__Records shown__:
**********
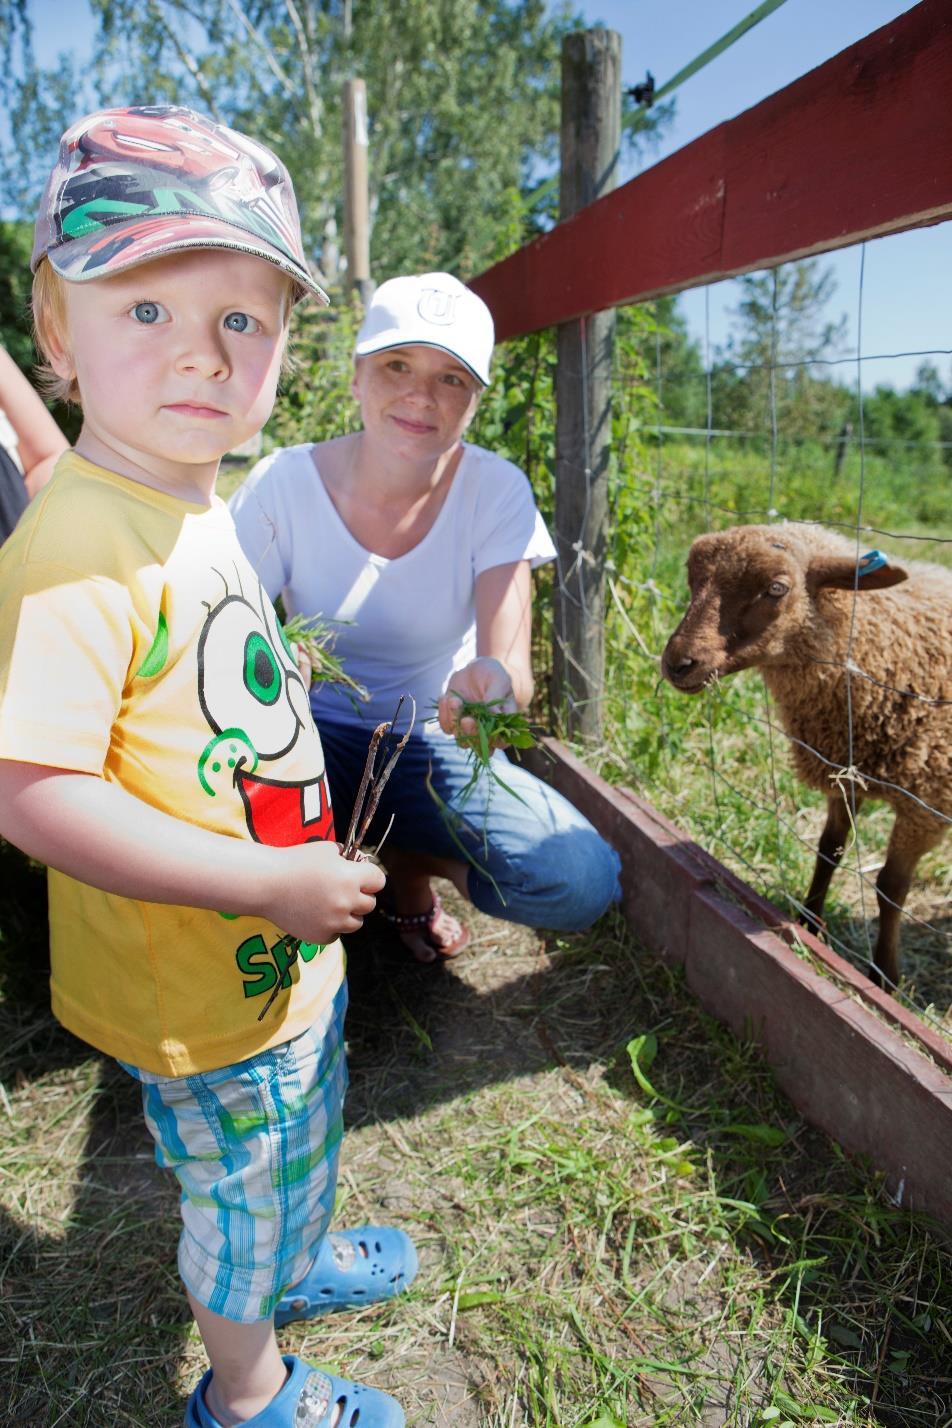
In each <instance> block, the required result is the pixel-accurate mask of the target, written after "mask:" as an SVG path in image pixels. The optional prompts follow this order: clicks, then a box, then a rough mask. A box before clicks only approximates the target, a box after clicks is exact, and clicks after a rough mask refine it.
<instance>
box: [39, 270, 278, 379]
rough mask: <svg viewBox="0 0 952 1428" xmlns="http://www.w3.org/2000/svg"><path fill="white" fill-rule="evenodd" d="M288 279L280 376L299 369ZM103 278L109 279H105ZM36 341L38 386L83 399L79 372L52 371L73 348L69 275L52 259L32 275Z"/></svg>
mask: <svg viewBox="0 0 952 1428" xmlns="http://www.w3.org/2000/svg"><path fill="white" fill-rule="evenodd" d="M281 276H283V277H284V278H285V281H287V291H285V296H284V304H283V307H284V326H285V341H284V351H283V354H281V377H285V376H293V374H294V371H295V370H297V366H295V358H294V354H293V353H291V350H290V341H288V337H287V328H288V327H290V318H291V310H293V307H294V298H295V293H297V288H295V284H294V280H293V278H291V277H290V276H288V274H284V273H283V274H281ZM100 281H108V278H103V280H100ZM33 340H34V343H36V347H37V351H39V353H40V357H41V358H43V360H41V361H40V363H39V364H37V367H36V378H37V387H39V388H40V391H43V393H44V396H47V397H50V398H51V400H53V401H73V403H76V404H77V406H80V404H81V401H80V387H79V383H77V380H76V373H73V376H71V377H60V374H59V373H57V371H54V370H53V364H51V361H50V357H51V354H53V351H66V353H69V350H70V324H69V318H67V311H66V278H63V277H60V274H59V273H57V271H56V268H54V267H53V264H51V263H50V261H49V258H43V260H41V261H40V266H39V267H37V270H36V276H34V278H33Z"/></svg>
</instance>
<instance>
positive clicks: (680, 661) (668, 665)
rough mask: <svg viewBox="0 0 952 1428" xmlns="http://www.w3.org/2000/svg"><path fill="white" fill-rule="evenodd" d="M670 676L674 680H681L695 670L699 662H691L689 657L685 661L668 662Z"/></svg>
mask: <svg viewBox="0 0 952 1428" xmlns="http://www.w3.org/2000/svg"><path fill="white" fill-rule="evenodd" d="M665 663H667V665H668V674H669V675H671V678H672V680H681V678H684V675H685V674H687V673H688V671H689V670H692V668H694V665H695V664H697V660H689V658H688V655H685V657H684V660H667V661H665Z"/></svg>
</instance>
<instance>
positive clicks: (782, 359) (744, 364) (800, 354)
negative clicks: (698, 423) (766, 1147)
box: [712, 258, 846, 437]
mask: <svg viewBox="0 0 952 1428" xmlns="http://www.w3.org/2000/svg"><path fill="white" fill-rule="evenodd" d="M736 281H738V286H739V291H741V297H739V301H738V304H736V307H735V308H734V311H732V313H731V317H732V318H734V323H735V333H732V336H731V337H729V338H728V343H726V347H725V350H724V351H722V353H721V354H719V360H718V363H716V364H715V370H714V373H712V390H714V417H715V424H716V426H725V427H738V428H742V430H748V431H769V430H771V428H772V424H774V421H776V426H778V430H779V431H781V433H782V434H784V436H789V437H809V436H824V434H826V436H828V434H831V428H832V427H835V426H838V424H839V423H841V421H842V411H844V404H845V400H846V398H845V394H844V391H842V388H839V387H836V386H835V384H834V383H832V381H829V380H828V376H826V373H825V371H824V370H822V367H821V366H819V364H821V363H822V361H824V360H825V358H831V357H835V356H836V354H838V353H841V351H842V347H844V341H845V337H846V317H845V314H844V316H842V317H839V318H838V320H831V318H829V317H828V306H829V303H831V300H832V297H834V293H835V291H836V281H835V277H834V273H832V268H829V267H824V266H822V263H821V260H819V258H805V260H802V261H799V263H788V264H785V266H784V267H778V268H772V270H771V271H768V273H748V274H745V276H744V277H739V278H738V280H736Z"/></svg>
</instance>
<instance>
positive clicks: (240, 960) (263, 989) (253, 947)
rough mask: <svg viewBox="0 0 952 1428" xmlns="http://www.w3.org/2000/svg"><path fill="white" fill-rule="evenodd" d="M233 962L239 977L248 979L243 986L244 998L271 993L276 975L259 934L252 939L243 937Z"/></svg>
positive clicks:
**********
__Task details__:
All entries above, minus the pictures, should be repeated exactly.

__Answer space__:
In each <instance> block, the required result is the pixel-accurate mask of the target, written after "mask:" as an SVG path in image pixels. The optional prompts follow this order: clicks, then a box, then a rough mask. A box before clicks only approximates the target, a box after clicks is exact, and clicks after a rough mask refine it.
<instance>
box: [39, 270, 278, 379]
rough mask: <svg viewBox="0 0 952 1428" xmlns="http://www.w3.org/2000/svg"><path fill="white" fill-rule="evenodd" d="M288 279L280 376L299 369ZM103 278L109 279H105ZM36 341L38 386L83 399L79 372L52 371L73 348L69 275L52 259L32 275Z"/></svg>
mask: <svg viewBox="0 0 952 1428" xmlns="http://www.w3.org/2000/svg"><path fill="white" fill-rule="evenodd" d="M281 276H283V277H284V278H285V281H287V291H285V296H284V304H283V307H284V326H285V341H284V351H283V354H281V377H285V376H293V374H294V371H295V370H297V366H295V358H294V354H293V353H291V350H290V341H288V337H287V328H288V327H290V318H291V310H293V307H294V298H295V293H297V288H295V284H294V280H293V278H291V277H290V276H288V274H284V273H283V274H281ZM100 281H108V278H103V280H100ZM33 340H34V343H36V347H37V351H39V353H40V357H41V358H43V360H41V361H40V363H39V364H37V367H36V378H37V387H39V388H40V391H43V393H44V396H47V397H50V398H51V400H53V401H73V403H76V404H77V406H80V404H81V401H80V387H79V383H77V380H76V373H73V376H71V377H60V374H59V373H57V371H54V370H53V364H51V361H50V357H51V354H53V351H66V353H69V350H70V324H69V318H67V311H66V278H63V277H60V274H59V273H57V271H56V268H54V267H53V264H51V263H50V261H49V258H43V260H41V261H40V266H39V267H37V270H36V276H34V278H33Z"/></svg>
</instance>
<instance>
positive clicks: (680, 661) (668, 665)
rough mask: <svg viewBox="0 0 952 1428" xmlns="http://www.w3.org/2000/svg"><path fill="white" fill-rule="evenodd" d="M670 676L674 680H681L695 670L699 662H691L689 657L685 661L668 662Z"/></svg>
mask: <svg viewBox="0 0 952 1428" xmlns="http://www.w3.org/2000/svg"><path fill="white" fill-rule="evenodd" d="M665 663H667V665H668V674H669V675H671V678H672V680H681V678H684V675H685V674H687V673H688V671H689V670H692V668H694V665H695V664H697V660H689V658H688V655H685V657H684V660H667V661H665Z"/></svg>
</instance>
<instance>
positive clicks: (782, 359) (744, 364) (800, 354)
negative clicks: (698, 423) (766, 1147)
box: [712, 258, 846, 437]
mask: <svg viewBox="0 0 952 1428" xmlns="http://www.w3.org/2000/svg"><path fill="white" fill-rule="evenodd" d="M736 281H738V286H739V291H741V297H739V301H738V304H736V307H735V308H734V311H732V313H731V317H732V318H734V323H735V333H732V336H731V337H729V338H728V343H726V347H725V350H724V351H722V353H721V354H719V360H718V363H716V364H715V370H714V373H712V390H714V417H715V424H716V426H725V427H738V428H742V430H748V431H769V430H771V428H772V424H774V421H776V426H778V430H779V431H781V433H782V434H784V436H789V437H809V436H824V434H826V436H828V434H831V428H832V427H835V426H838V424H839V423H841V421H842V411H844V404H845V400H846V398H845V394H844V391H842V388H839V387H836V386H835V384H834V383H832V381H829V380H828V376H826V373H825V371H824V370H822V367H821V366H819V364H821V363H822V361H824V360H825V358H831V357H835V356H836V354H838V353H841V351H842V347H844V341H845V337H846V317H845V314H844V316H842V317H839V318H838V320H831V318H829V317H828V306H829V303H831V300H832V297H834V293H835V291H836V281H835V277H834V273H832V268H829V267H824V266H822V263H821V260H819V258H805V260H802V261H799V263H788V264H785V266H784V267H778V268H772V270H771V271H768V273H748V274H745V276H744V277H739V278H738V280H736Z"/></svg>
</instance>
<instance>
positive clicks: (240, 960) (263, 989) (253, 947)
rough mask: <svg viewBox="0 0 952 1428" xmlns="http://www.w3.org/2000/svg"><path fill="white" fill-rule="evenodd" d="M233 962L239 977L248 979L243 986L244 998L271 993L276 975L259 934L252 939L243 937Z"/></svg>
positive clicks:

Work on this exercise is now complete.